### Page excerpt
The Houston Rockets have officially thrown in the metaphorical towel on the season. They’ve begun sitting all players of note over 25 years old and riding with the youngest players.

Who Sits?

Houston Rockets guard Josh Christopher (9) reacts from the bench as Houston Rockets center Alperen Sengun (28) puts in a put-back slam during the second half of an NBA game between the Houston Rockets and Utah Jazz on Thursday, Oct. 28, 2021, at Toyota Center in Houston.

The Houston Rockets look like they will sit at least Christian Wood, Eric Gordon, and Dennis Schrӧder for the remainder of the season. Jae’Sean Tate is splitting minutes with Kenyon Martin Jr., and KJ is playing down the stretch of close games. David Nwaba, Houston’s second-oldest player in uniform, hasn’t played meaningful minutes since mid-February and has logged several “DNP’s.”

On the whole, Houston is playing a roster that is largely college-aged kids. There were four players in the NCAA tournament that turned 25 this school year. The average age of Texas Southern, a 16-seed that also calls Houston home, is over 21. The Houston Rockets decided to celebrate March Madness by playing a team that could be in (and dominate) college basketball. 

That said, when you include a minor Alperen Şengün calf injury, Houston is rolling out a lineup that looks a lot different from their most played lineups in December, January, and February. Usman Garuba spent extensive time in the G League and averaged less than seven minutes per game before the last week. In the last week? He played almost 14 minutes with Şengün healthy and over 25 minutes when he wasn’t. Bruno Fernando only played more than four minutes once in Boston (7:11 in a loss). This March? He’s broken 22 minutes for Houston twice.

### Given information
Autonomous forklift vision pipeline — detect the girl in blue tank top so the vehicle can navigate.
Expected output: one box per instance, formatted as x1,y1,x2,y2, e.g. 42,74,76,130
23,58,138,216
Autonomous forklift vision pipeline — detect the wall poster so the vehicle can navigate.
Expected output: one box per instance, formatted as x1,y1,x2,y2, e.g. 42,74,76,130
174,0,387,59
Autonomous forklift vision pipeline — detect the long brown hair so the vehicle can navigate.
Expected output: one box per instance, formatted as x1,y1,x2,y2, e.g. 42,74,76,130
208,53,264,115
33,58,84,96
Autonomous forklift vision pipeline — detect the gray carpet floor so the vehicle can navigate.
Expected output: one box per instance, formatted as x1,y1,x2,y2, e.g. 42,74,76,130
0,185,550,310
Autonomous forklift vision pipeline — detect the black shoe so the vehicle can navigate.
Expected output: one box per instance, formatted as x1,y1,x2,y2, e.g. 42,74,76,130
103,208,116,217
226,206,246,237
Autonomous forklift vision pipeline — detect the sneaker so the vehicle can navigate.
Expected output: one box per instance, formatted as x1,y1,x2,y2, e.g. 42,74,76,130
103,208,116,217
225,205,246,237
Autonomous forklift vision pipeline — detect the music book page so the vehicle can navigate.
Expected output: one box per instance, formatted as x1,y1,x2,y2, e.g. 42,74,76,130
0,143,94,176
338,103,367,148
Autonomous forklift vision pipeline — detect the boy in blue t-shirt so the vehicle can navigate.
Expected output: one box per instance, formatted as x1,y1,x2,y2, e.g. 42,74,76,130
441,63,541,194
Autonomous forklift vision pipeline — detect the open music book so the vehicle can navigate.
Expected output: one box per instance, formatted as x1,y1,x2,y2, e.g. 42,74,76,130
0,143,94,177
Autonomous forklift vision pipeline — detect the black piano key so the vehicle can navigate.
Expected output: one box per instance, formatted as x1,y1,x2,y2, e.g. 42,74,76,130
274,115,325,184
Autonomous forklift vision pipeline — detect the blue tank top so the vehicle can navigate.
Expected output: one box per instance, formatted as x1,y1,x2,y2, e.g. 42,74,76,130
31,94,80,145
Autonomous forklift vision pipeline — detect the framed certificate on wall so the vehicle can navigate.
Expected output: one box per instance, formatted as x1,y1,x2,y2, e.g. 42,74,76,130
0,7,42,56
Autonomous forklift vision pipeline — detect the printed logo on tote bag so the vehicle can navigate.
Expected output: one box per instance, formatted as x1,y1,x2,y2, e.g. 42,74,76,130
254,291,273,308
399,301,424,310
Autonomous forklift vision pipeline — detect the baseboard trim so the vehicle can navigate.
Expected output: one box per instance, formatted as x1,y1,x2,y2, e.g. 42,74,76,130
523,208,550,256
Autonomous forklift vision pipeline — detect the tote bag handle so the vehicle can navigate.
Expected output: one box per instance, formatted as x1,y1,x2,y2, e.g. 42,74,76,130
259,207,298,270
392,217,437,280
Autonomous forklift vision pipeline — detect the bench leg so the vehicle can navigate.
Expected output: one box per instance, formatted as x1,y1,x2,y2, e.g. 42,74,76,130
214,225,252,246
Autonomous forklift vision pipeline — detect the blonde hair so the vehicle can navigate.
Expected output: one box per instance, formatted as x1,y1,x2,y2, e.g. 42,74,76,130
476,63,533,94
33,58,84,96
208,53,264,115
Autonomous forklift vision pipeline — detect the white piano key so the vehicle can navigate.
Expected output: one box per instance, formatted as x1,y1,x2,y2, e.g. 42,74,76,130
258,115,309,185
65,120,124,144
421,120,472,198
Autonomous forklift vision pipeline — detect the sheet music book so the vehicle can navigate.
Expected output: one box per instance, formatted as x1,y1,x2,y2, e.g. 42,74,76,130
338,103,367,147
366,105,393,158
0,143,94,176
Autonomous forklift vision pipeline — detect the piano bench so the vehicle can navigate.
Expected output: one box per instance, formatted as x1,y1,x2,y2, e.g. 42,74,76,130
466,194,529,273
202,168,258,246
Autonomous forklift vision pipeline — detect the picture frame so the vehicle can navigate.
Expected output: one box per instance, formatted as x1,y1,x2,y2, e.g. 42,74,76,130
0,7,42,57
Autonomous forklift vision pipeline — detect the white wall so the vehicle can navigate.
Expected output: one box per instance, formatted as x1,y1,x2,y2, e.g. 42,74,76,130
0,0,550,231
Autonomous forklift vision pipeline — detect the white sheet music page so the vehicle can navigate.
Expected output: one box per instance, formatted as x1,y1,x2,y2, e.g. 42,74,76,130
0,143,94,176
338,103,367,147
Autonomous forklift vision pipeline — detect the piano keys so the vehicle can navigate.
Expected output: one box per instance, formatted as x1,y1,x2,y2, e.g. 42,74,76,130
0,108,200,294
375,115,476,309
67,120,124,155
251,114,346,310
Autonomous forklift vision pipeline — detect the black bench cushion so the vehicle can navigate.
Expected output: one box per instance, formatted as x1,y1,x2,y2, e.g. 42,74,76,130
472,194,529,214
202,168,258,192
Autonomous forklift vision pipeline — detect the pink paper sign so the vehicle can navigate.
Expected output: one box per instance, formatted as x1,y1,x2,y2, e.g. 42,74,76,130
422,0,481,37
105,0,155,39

--

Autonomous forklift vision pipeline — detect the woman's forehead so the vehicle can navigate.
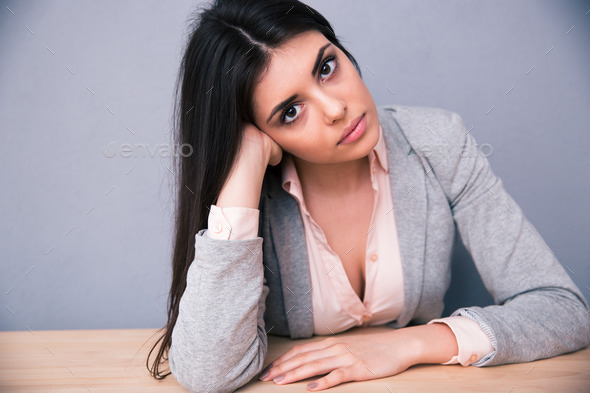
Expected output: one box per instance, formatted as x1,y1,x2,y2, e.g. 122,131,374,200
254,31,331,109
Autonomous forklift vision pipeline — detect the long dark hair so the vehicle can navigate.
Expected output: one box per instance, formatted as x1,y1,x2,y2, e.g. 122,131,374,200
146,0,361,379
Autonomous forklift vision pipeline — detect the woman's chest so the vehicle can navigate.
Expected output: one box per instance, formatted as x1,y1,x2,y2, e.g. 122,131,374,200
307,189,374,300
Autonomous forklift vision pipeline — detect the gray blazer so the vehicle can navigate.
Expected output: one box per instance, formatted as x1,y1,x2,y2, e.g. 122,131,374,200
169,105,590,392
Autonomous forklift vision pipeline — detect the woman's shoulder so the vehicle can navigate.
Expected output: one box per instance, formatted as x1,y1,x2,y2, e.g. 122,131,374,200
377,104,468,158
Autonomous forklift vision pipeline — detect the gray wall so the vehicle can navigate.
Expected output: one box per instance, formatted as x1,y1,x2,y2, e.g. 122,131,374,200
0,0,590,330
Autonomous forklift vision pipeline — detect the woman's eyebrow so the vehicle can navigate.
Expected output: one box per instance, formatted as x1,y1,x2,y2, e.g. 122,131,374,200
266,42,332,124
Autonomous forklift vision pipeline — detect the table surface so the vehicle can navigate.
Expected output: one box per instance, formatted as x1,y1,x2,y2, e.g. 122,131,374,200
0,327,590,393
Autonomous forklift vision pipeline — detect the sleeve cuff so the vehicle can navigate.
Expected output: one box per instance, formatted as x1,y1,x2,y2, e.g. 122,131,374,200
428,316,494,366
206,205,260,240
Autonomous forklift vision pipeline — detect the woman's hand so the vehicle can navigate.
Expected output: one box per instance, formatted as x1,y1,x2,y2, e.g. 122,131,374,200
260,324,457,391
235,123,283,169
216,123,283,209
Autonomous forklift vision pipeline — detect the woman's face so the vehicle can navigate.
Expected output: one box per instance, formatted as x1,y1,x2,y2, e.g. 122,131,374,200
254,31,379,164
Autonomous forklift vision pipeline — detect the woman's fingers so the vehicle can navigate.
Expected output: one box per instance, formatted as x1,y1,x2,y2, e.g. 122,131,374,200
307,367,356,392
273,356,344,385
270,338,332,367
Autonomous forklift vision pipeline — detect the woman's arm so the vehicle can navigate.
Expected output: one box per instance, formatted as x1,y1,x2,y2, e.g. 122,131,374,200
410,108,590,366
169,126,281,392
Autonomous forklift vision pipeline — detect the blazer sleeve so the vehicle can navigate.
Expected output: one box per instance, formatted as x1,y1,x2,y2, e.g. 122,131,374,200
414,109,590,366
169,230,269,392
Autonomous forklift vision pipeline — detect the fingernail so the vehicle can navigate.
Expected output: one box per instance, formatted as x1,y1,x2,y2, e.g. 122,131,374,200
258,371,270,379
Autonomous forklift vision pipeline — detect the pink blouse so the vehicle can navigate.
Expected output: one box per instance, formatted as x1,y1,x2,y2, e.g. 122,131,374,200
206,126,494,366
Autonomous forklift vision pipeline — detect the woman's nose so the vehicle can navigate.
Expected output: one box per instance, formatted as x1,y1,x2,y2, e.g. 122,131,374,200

...

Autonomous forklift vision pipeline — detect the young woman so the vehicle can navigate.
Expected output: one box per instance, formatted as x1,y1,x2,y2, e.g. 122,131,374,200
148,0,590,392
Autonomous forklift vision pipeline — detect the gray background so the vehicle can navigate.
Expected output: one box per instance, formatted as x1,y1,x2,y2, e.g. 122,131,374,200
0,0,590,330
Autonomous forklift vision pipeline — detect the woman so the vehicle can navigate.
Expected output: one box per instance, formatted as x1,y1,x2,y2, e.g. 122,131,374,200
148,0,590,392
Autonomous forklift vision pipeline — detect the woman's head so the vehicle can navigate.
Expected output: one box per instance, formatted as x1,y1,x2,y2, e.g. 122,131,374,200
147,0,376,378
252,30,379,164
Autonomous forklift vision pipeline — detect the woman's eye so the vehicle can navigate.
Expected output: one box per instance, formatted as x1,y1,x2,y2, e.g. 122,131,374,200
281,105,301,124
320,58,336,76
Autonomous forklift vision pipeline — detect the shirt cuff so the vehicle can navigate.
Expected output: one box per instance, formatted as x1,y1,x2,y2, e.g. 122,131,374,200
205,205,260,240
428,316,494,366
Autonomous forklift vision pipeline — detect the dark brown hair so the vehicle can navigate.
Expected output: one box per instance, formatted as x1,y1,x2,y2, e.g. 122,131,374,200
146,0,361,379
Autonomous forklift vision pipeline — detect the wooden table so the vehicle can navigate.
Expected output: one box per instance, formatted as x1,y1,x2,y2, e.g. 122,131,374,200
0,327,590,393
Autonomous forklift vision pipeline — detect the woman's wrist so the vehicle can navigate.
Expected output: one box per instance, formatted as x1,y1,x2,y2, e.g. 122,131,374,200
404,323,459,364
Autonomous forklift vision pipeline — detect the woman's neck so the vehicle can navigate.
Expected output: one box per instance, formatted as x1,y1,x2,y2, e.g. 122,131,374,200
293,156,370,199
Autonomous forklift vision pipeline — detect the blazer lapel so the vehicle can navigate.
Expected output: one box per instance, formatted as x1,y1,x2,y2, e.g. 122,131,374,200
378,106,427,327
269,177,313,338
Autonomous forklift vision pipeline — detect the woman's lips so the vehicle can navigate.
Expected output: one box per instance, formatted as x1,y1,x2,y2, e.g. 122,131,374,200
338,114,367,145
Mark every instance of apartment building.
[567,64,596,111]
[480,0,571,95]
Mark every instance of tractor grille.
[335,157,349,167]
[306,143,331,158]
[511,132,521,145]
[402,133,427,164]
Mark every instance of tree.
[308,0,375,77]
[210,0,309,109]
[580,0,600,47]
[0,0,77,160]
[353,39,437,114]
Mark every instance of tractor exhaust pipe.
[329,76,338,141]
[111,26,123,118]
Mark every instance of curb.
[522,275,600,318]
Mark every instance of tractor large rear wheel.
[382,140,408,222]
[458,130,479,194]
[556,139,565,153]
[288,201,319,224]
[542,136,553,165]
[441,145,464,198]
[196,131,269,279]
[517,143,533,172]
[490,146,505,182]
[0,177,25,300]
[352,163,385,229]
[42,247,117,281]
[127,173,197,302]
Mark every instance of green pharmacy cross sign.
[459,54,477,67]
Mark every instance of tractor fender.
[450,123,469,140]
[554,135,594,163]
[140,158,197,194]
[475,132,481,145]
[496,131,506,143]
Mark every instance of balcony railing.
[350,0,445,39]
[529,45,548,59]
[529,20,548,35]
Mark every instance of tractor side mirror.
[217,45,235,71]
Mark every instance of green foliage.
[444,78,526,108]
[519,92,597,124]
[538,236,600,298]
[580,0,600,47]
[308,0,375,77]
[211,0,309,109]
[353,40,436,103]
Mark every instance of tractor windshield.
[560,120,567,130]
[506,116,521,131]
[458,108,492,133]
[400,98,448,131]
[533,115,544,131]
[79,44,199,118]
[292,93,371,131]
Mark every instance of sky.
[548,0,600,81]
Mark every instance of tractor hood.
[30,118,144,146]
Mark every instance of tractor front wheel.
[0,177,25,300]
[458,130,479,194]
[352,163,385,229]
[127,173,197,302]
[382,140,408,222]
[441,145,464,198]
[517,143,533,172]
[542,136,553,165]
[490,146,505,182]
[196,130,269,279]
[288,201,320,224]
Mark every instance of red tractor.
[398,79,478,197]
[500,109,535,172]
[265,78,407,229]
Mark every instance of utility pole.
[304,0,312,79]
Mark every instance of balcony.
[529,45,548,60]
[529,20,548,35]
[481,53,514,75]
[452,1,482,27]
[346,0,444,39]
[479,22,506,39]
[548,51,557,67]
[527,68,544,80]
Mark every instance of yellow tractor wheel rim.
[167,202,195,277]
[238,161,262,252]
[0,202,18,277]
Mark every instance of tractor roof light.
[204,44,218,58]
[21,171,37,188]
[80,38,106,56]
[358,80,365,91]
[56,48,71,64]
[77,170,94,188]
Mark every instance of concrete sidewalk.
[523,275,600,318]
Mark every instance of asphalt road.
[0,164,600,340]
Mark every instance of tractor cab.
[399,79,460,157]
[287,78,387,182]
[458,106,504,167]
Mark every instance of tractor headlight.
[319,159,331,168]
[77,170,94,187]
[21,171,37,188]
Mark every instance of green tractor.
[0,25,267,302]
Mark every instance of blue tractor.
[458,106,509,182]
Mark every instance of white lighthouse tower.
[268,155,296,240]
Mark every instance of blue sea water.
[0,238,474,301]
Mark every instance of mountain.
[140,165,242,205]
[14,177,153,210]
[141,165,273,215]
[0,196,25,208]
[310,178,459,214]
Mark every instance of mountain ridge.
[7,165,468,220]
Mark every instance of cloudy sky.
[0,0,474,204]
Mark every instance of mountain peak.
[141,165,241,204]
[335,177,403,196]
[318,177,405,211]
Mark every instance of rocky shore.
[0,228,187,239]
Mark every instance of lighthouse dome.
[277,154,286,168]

### Set tasks
1. In the Houston Rockets passage, why does the current Houston lineup look so different from the team's most-played lineups in December, January, and February? Answer in one to three sentences.
2. Translate this sentence from the Houston Rockets passage into Spanish: "On the whole, Houston is playing a roster that is largely college-aged kids."
3. Continue the article about the Houston Rockets' young lineup, starting right after its last sentence.

### The responses
1. Houston has begun sitting its notable players over 25, including Christian Wood, Eric Gordon, and Dennis Schrӧder, and is playing its youngest players instead. A minor calf injury to Alperen Şengün adds to the change, so players such as Usman Garuba and Bruno Fernando are getting far more minutes.

2. En general, Houston está jugando con una plantilla compuesta en gran parte por chicos en edad universitaria.

3.
On the floor, it’s apparent that the young guys are fearless, relentless, and very fun to watch. Do they miss defensive rotations? Absolutely. Does Houston bleed buckets at the rim? Yup. Do the Houston Rockets give up offensive rebounds from lack of awareness? With wild regularity.

But do they block a jump shot, push the break, and flip a lob for a powerful jam?

While highlights don’t necessarily yield future success, one thing is very clear: Houston has young future stars. And none are brighter than Jalen Green.

Zero Gravity

Jalen Green has been the guy fans of the Houston Rockets have hoped for. In the month of March, Green averaged over 20 points, 3 assists, and 3 rebounds per game. On the season, of rookies with more than 2.5 assists and rebounds per game, Jalen Green is second in scoring at 16.4 points per game. If he held his month of March averages? He’d lead the pack by a margin of more than 3 points per game.

Qualitatively, the difference has been that he has been attacking the basket and finding less help-side defense at the rim. This is in part because others have stepped up. Christian Wood, when he was in the lineup, was having his best shooting stretch. Since the All-Star break, KJ Martin is shooting over 50-percent from behind the three-point line. Guys can’t help off of them in the way they could earlier.

But this is also because the game has slowed down for Green. He’s making decisions in the painted area before defenses can react, like when he spins away from Rudy Gobert. He is shooting gaps between defenders like he did Memphis’ Ja Morant and De’Anthony Melton. Green is rising up in the midrange over dropped defenders before they can recover and contest the shot. He’s using the rim as a screen on reverse layups.

And, as fans will tell you fervently… he’s violently throwing it down whenever given the opportunity. 

The month of March has been Green’s best yet. His month-long three-point shooting has leveled out at 39.7-percent, and thus he’s pulled defenses out to him in a way that opens up his speed as a weapon. Of players with over four three-point attempts per game this season, that would put Jalen Green (who has 6.6 attempts per game) in the top 20 shooters in the NBA by three-point percentage. As a scorer who’s known for his speed and his creativity around the basket, That he is shooting with numbers akin to some of the top shooters in the NBA is incredible.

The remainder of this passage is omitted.